THE STREETS ARE PAVED WITH GOLD
|The iconic Blue Swallow Motel in
Tucumcari, New Mexico
In the fall of 1862, Henry Wickenburg discovered gold in a hard rock outcropping of quartz. Riches didn’t come easy as extraction of the ore required financing, hard work, and miners. As it turned out, the Wickenburg discovery that became the Vulture Mine was one of the richest strikes in the Territory of Arizona.
In the same year there was another major discovery of gold in the Arizona Territory. This time, however, fortune came easy. In just a few short weeks, Pauline Weaver and his party purportedly gathered more than $100,000 in gold nuggets from the slopes and washes on what became known as Rich Hill near present day Stanton, Arizona.
You might think that this is obvious, especially in communities along Route 66 in the southwest. Surprisingly, however, numerous municipalities seem to be blissfully unaware of the legions of French, German, Chinese, Australian, Italian, Dutch, British, and Japanese travelers that fill their restaurants, shop in their supermarkets, or spend the evening in their motels.
In communities such as these, tourism and economic development are often viewed as separate components. More often than not, in these towns tourism is poorly staffed, poorly funded, and on occasion, usually consists of little more than a dusty museum staffed by elderly volunteers.
|A Czech tour group at Mr. D’z.|
Using the Route 66 renaissance as a means for paving the streets with gold isn’t a complicated procedure. It becomes even easier if that community is nestled in the vast Technicolor landscapes of the American southwest.

(Source records)

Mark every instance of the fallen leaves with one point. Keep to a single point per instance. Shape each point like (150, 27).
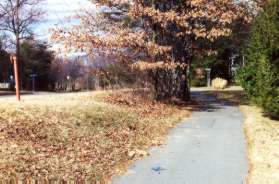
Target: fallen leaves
(79, 136)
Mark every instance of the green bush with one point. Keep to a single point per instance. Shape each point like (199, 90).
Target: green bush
(260, 76)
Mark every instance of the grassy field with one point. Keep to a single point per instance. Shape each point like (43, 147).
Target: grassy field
(83, 136)
(263, 146)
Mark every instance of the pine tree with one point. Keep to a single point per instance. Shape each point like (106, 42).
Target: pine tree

ABOUT THIS TASK -> Reproduce word for word the part of the Route 66 tourism passage from "You might think" up to and including "by elderly volunteers.". You won't need the records for this.

ANSWER FOR THIS EXERCISE ->
You might think that this is obvious, especially in communities along Route 66 in the southwest. Surprisingly, however, numerous municipalities seem to be blissfully unaware of the legions of French, German, Chinese, Australian, Italian, Dutch, British, and Japanese travelers that fill their restaurants, shop in their supermarkets, or spend the evening in their motels.
In communities such as these, tourism and economic development are often viewed as separate components. More often than not, in these towns tourism is poorly staffed, poorly funded, and on occasion, usually consists of little more than a dusty museum staffed by elderly volunteers.